Problem requirements: Search each line of the data for the word "orange"; copy every line where it is found.

── Supplied data

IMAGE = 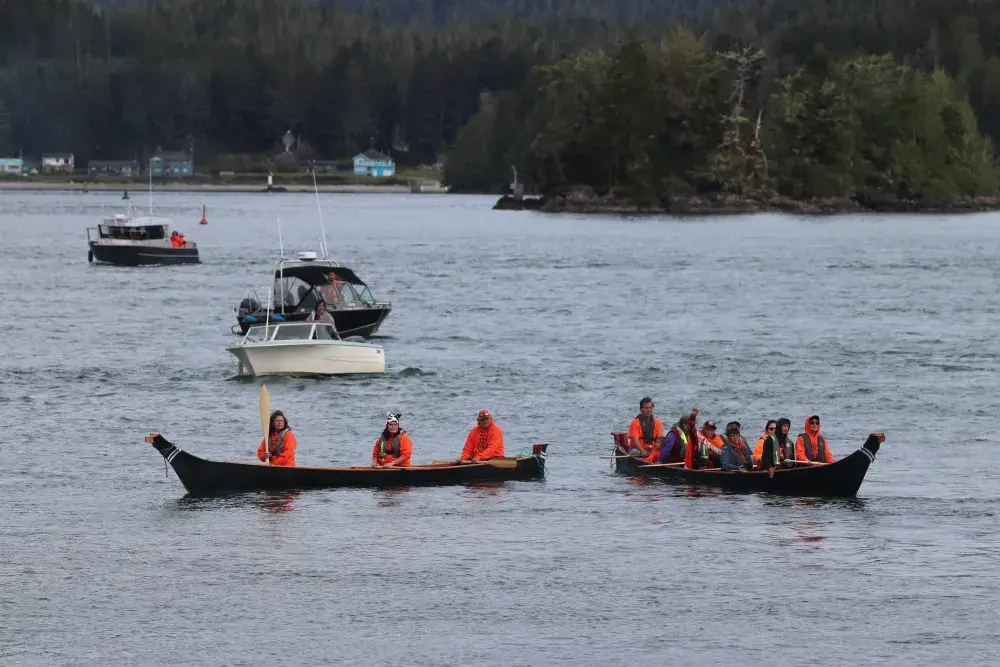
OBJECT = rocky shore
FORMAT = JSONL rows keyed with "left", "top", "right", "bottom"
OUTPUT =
{"left": 494, "top": 191, "right": 1000, "bottom": 214}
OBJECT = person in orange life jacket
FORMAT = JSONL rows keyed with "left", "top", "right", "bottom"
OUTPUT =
{"left": 169, "top": 231, "right": 182, "bottom": 247}
{"left": 752, "top": 420, "right": 778, "bottom": 467}
{"left": 656, "top": 408, "right": 699, "bottom": 464}
{"left": 720, "top": 421, "right": 754, "bottom": 471}
{"left": 691, "top": 420, "right": 724, "bottom": 468}
{"left": 795, "top": 415, "right": 834, "bottom": 463}
{"left": 372, "top": 412, "right": 412, "bottom": 467}
{"left": 625, "top": 397, "right": 663, "bottom": 457}
{"left": 461, "top": 409, "right": 505, "bottom": 462}
{"left": 257, "top": 410, "right": 297, "bottom": 466}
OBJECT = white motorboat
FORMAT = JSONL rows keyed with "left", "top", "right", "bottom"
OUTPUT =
{"left": 226, "top": 322, "right": 385, "bottom": 376}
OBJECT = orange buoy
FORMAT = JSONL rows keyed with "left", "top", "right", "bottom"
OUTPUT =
{"left": 199, "top": 204, "right": 207, "bottom": 225}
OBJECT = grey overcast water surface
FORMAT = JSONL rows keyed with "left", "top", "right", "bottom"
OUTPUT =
{"left": 1, "top": 191, "right": 998, "bottom": 666}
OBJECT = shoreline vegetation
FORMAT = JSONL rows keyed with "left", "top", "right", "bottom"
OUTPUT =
{"left": 494, "top": 192, "right": 1000, "bottom": 214}
{"left": 456, "top": 33, "right": 1000, "bottom": 214}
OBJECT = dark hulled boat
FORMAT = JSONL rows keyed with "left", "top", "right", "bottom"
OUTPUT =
{"left": 234, "top": 253, "right": 390, "bottom": 338}
{"left": 146, "top": 434, "right": 547, "bottom": 496}
{"left": 87, "top": 214, "right": 200, "bottom": 266}
{"left": 610, "top": 432, "right": 884, "bottom": 497}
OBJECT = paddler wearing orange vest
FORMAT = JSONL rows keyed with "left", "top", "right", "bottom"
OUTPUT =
{"left": 625, "top": 397, "right": 664, "bottom": 459}
{"left": 460, "top": 409, "right": 504, "bottom": 462}
{"left": 795, "top": 415, "right": 834, "bottom": 463}
{"left": 257, "top": 410, "right": 297, "bottom": 466}
{"left": 372, "top": 412, "right": 413, "bottom": 467}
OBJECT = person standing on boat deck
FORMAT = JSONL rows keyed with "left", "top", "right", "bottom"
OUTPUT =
{"left": 753, "top": 420, "right": 778, "bottom": 467}
{"left": 307, "top": 300, "right": 341, "bottom": 340}
{"left": 257, "top": 410, "right": 297, "bottom": 466}
{"left": 461, "top": 409, "right": 505, "bottom": 462}
{"left": 372, "top": 412, "right": 412, "bottom": 467}
{"left": 795, "top": 415, "right": 835, "bottom": 463}
{"left": 656, "top": 408, "right": 699, "bottom": 464}
{"left": 720, "top": 422, "right": 755, "bottom": 471}
{"left": 625, "top": 397, "right": 663, "bottom": 458}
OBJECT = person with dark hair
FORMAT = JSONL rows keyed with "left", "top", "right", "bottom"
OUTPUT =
{"left": 720, "top": 421, "right": 754, "bottom": 471}
{"left": 657, "top": 408, "right": 699, "bottom": 465}
{"left": 307, "top": 299, "right": 341, "bottom": 340}
{"left": 372, "top": 412, "right": 413, "bottom": 467}
{"left": 625, "top": 397, "right": 663, "bottom": 458}
{"left": 257, "top": 410, "right": 297, "bottom": 466}
{"left": 753, "top": 420, "right": 778, "bottom": 468}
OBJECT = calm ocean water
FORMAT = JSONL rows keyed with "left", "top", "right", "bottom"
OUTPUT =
{"left": 1, "top": 191, "right": 998, "bottom": 666}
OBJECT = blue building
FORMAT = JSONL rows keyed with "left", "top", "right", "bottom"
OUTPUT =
{"left": 353, "top": 149, "right": 395, "bottom": 177}
{"left": 150, "top": 149, "right": 194, "bottom": 178}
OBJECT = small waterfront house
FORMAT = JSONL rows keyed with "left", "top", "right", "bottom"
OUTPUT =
{"left": 149, "top": 149, "right": 194, "bottom": 177}
{"left": 0, "top": 157, "right": 23, "bottom": 174}
{"left": 88, "top": 160, "right": 140, "bottom": 176}
{"left": 42, "top": 153, "right": 75, "bottom": 173}
{"left": 353, "top": 149, "right": 395, "bottom": 177}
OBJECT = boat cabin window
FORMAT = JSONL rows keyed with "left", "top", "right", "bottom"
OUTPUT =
{"left": 271, "top": 323, "right": 316, "bottom": 340}
{"left": 98, "top": 224, "right": 166, "bottom": 241}
{"left": 273, "top": 276, "right": 313, "bottom": 309}
{"left": 243, "top": 323, "right": 316, "bottom": 342}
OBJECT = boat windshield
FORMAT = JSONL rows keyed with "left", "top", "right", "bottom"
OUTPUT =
{"left": 243, "top": 322, "right": 339, "bottom": 342}
{"left": 98, "top": 224, "right": 166, "bottom": 240}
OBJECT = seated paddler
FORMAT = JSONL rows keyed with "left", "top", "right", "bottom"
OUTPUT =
{"left": 693, "top": 420, "right": 724, "bottom": 468}
{"left": 372, "top": 412, "right": 412, "bottom": 467}
{"left": 657, "top": 408, "right": 699, "bottom": 464}
{"left": 720, "top": 421, "right": 754, "bottom": 471}
{"left": 795, "top": 415, "right": 834, "bottom": 464}
{"left": 625, "top": 397, "right": 663, "bottom": 459}
{"left": 257, "top": 410, "right": 297, "bottom": 466}
{"left": 460, "top": 409, "right": 505, "bottom": 462}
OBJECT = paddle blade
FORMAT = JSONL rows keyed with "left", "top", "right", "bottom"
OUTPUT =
{"left": 487, "top": 458, "right": 518, "bottom": 469}
{"left": 259, "top": 384, "right": 271, "bottom": 450}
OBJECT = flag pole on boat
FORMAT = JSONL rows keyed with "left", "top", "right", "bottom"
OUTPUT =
{"left": 277, "top": 213, "right": 284, "bottom": 258}
{"left": 312, "top": 170, "right": 329, "bottom": 259}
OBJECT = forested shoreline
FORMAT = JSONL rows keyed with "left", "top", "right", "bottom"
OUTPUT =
{"left": 2, "top": 0, "right": 999, "bottom": 208}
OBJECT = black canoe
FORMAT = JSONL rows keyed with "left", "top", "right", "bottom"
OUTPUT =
{"left": 146, "top": 434, "right": 548, "bottom": 496}
{"left": 610, "top": 432, "right": 883, "bottom": 497}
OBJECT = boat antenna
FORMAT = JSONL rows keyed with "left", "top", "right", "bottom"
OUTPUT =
{"left": 277, "top": 213, "right": 284, "bottom": 258}
{"left": 147, "top": 157, "right": 153, "bottom": 216}
{"left": 265, "top": 285, "right": 272, "bottom": 338}
{"left": 312, "top": 169, "right": 329, "bottom": 259}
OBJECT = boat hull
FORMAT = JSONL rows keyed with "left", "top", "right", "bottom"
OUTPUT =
{"left": 237, "top": 305, "right": 391, "bottom": 338}
{"left": 148, "top": 435, "right": 547, "bottom": 495}
{"left": 226, "top": 339, "right": 385, "bottom": 376}
{"left": 89, "top": 241, "right": 200, "bottom": 266}
{"left": 612, "top": 433, "right": 882, "bottom": 497}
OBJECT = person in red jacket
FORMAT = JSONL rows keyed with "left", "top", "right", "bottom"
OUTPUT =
{"left": 461, "top": 409, "right": 505, "bottom": 462}
{"left": 372, "top": 412, "right": 413, "bottom": 467}
{"left": 257, "top": 410, "right": 297, "bottom": 466}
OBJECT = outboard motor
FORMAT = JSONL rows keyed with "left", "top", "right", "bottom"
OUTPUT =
{"left": 237, "top": 297, "right": 262, "bottom": 319}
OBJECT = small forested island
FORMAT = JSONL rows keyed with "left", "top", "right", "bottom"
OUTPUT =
{"left": 477, "top": 33, "right": 1000, "bottom": 213}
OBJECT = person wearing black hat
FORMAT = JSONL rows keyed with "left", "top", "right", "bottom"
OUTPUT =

────

Answer section:
OBJECT = person in orange life jacket
OBJECT = orange buoy
OBJECT = paddler wearing orange vest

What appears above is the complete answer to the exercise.